执行任务:
请将下列材料的全部各行逐字照录，不作任何改动。

所给材料:
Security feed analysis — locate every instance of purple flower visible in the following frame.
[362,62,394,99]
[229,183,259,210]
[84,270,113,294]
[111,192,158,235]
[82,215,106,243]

本题答案:
Security feed analysis — locate every instance of purple flower visible in the following frame.
[362,62,394,99]
[229,183,259,210]
[84,270,113,294]
[111,192,158,235]
[82,215,106,243]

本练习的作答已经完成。